**Aim of the task**
Continue the article on how the fraud score is built, picking up after its final sentence.

How the fraud score is built
The fraud score is calculated by adding together the values of all rules triggered during a transaction. Each rule has a predefined decimal value (for example, -15.00 or +3.00), which is applied when the rule is triggered.
What impacts a transaction’s score
Several factors can influence how a transaction’s final fraud score is calculated:
- Score weights
- Modify score option in velocity rules
- Result of the rules (state, score)
Score weights
You can adjust how strongly email and IP rules affect the fraud score by applying score weights in the Settings page.
- Weights are applied as percentages, ranging from 0% to 200%.
- These weights scale the original rule scores up or down.

Modify score setting in velocity rules
Velocity rules include an optional Modify score setting that dynamically adjusts a rule’s score based on how much a value exceeds (or falls below) a defined threshold.

This option can be used when the velocity condition includes numeric comparison operators such as >, <, >= or <=.
How it works
The additional score is calculated as:
int(abs(right side - left side)) * modifyscore
- The modify score value is always stored as a positive number
- In the UI, it is displayed using the same sign as the rule’s base score
When only score-based rules are triggered
1. Default rules are evaluated first
Scores are calculated separately for standalone categories (email, IP, phone, device).
2. Standalone category scores are normalized
Any negative category score is adjusted to 0, and all category scores are kept between 0 and 100.
3. The default fraud score is calculated
The default fraud score is calculated by combining the standalone category scores — applying any configured weights where relevant — with the scores from all other default rules. The result is normalized to ensure it falls within the 0–100 range.
4. Custom rule scores are added
Scores from custom rules are then added to the default fraud score, and the total is normalized again to remain between 0 and 100. At this point, SEON has calculated the final fraud score for the transaction.

**Data block**
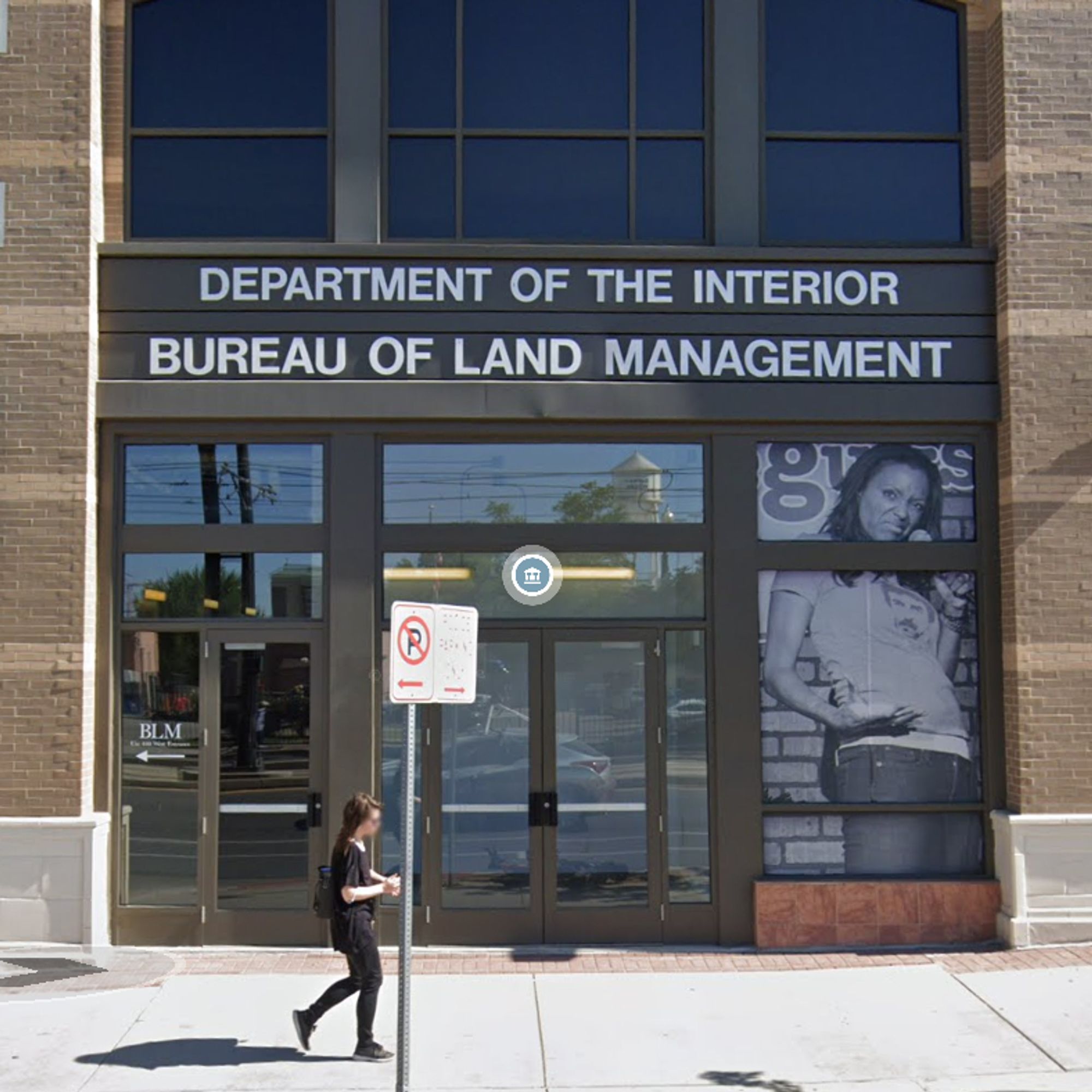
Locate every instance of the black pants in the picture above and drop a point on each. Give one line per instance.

**Response below**
5. Transaction state is determined
The final score determines the transaction's state (APPROVE, REVIEW or DECLINE) based on the State thresholds defined in Settings.
When state-based rules are triggered
If a transaction triggers at least one state-based rule, SEON skips the regular score calculation and relies only on state-based outcomes. Blacklisting and whitelisting rules are handled as state rules.
If multiple state rules trigger and conflict, SEON resolves the final state using the State conflict settings.
Once the final state is determined, SEON assigns the score as follows:
- APPROVE: score is set to 0
- REVIEW: score is set to the lower bound of the Review threshold
- DECLINE: score is set to 100
Blacklist and whitelist matches
If a transaction matches a blacklist or whitelist entry, the state is immediately determined:
- Blacklist only: DECLINE (score = 100)
- Whitelist only: APPROVE (score = 0)
- Both: REVIEW (score = lower review threshold)
Blacklist and whitelist similarity
Similarity-based matching allows SEON to detect values that are not an exact match, but are still close enough to suggest intentional variation. This is commonly used to catch blacklist evasion, multi-accounting or repeated abuse attempts where small changes are made to avoid detection.

How similarity affects scoring and state
When similarity matching is enabled, a similarity match can behave in one of two ways, depending on customer configuration:
- As a state-based rule: The similarity match directly determines the transaction’s state (APPROVE, REVIEW or DECLINE), overriding regular score calculation.
- As a score-based rule: The similarity match contributes a score, which is added to the transaction’s fraud score and processed through the standard scoring logic.
This flexibility allows you to decide whether similarity should immediately block or allow transactions, or simply influence the final fraud score.
Standalone API score calculation
For standalone APIs (such as IP or Email), only rules relevant to that API are evaluated. For example, the IP API evaluates only IP-related rules.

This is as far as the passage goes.